**DIRECTIONS**. Transcribe every line of the records verbatim.
——
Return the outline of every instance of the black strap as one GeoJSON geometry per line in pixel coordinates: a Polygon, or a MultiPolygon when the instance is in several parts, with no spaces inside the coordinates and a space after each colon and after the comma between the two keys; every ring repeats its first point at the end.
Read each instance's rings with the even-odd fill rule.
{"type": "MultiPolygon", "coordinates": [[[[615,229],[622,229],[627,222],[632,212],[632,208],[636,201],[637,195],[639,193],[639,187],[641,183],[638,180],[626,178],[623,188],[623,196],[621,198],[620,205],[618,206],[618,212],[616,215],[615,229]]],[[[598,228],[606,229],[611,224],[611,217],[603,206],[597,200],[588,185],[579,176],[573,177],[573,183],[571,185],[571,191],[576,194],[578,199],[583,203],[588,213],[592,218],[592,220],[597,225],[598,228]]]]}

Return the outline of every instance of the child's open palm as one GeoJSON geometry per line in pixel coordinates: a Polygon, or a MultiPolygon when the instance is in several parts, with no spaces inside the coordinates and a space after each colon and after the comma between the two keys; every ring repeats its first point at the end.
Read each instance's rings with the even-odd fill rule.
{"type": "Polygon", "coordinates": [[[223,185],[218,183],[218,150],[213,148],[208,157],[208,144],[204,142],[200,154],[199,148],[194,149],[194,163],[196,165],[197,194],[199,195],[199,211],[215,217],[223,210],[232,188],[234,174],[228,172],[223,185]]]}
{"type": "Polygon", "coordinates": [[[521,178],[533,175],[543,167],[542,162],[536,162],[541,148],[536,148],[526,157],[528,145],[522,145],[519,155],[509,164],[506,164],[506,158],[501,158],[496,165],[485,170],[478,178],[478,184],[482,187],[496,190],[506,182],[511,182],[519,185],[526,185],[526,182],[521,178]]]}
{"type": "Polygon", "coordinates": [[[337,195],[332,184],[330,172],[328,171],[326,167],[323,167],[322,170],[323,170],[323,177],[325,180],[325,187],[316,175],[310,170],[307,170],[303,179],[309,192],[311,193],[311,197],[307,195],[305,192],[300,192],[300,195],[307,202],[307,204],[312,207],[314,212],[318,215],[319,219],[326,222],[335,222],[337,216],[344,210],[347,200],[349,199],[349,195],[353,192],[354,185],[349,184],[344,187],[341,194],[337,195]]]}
——
**ANSWER TO THIS EXERCISE**.
Return the outline of every instance of the black strap as one GeoJSON geometry per line in pixel coordinates: a Polygon, or a MultiPolygon when the instance is in several parts, with no spaces inside the coordinates and a space after each colon and after the comma between the two keys; every ring repeats its first point at the end.
Read each instance's rings with the even-odd fill rule.
{"type": "MultiPolygon", "coordinates": [[[[615,229],[622,229],[627,222],[632,212],[632,208],[636,201],[637,195],[639,193],[639,187],[641,183],[638,180],[626,178],[623,188],[623,196],[621,198],[620,205],[618,206],[618,212],[616,215],[615,229]]],[[[598,228],[606,229],[611,224],[611,217],[603,206],[597,200],[588,185],[579,176],[573,177],[573,183],[571,185],[571,191],[576,194],[578,199],[583,203],[588,213],[592,218],[592,220],[597,225],[598,228]]]]}

Return the outline of every instance of the child's open palm as one GeoJSON geometry per line in pixel coordinates: a Polygon, or a MultiPolygon when the instance is in several parts, with no spaces inside the coordinates and a space after each colon and after the comma between the two keys; every ring repeats its first point at the end.
Read each instance's rings with the even-odd fill rule.
{"type": "Polygon", "coordinates": [[[223,185],[218,183],[218,150],[213,148],[208,157],[208,144],[204,142],[200,154],[199,148],[194,149],[194,163],[196,165],[197,194],[199,195],[199,211],[215,217],[223,210],[232,188],[234,174],[228,172],[223,185]]]}
{"type": "Polygon", "coordinates": [[[521,178],[533,175],[543,167],[542,162],[536,162],[541,148],[536,148],[526,157],[528,145],[522,145],[519,155],[509,164],[506,164],[506,158],[501,158],[496,165],[485,170],[478,178],[478,184],[482,187],[496,190],[506,182],[511,182],[519,185],[526,185],[526,182],[521,178]]]}
{"type": "Polygon", "coordinates": [[[337,195],[332,184],[330,172],[328,171],[326,167],[323,167],[322,170],[323,170],[323,177],[325,180],[325,187],[316,175],[310,170],[307,170],[303,179],[309,192],[311,193],[311,197],[307,195],[305,192],[300,192],[300,195],[307,202],[307,204],[312,207],[314,212],[318,215],[319,219],[326,222],[335,222],[337,216],[344,210],[347,200],[349,199],[349,195],[353,192],[354,185],[349,184],[344,187],[341,194],[337,195]]]}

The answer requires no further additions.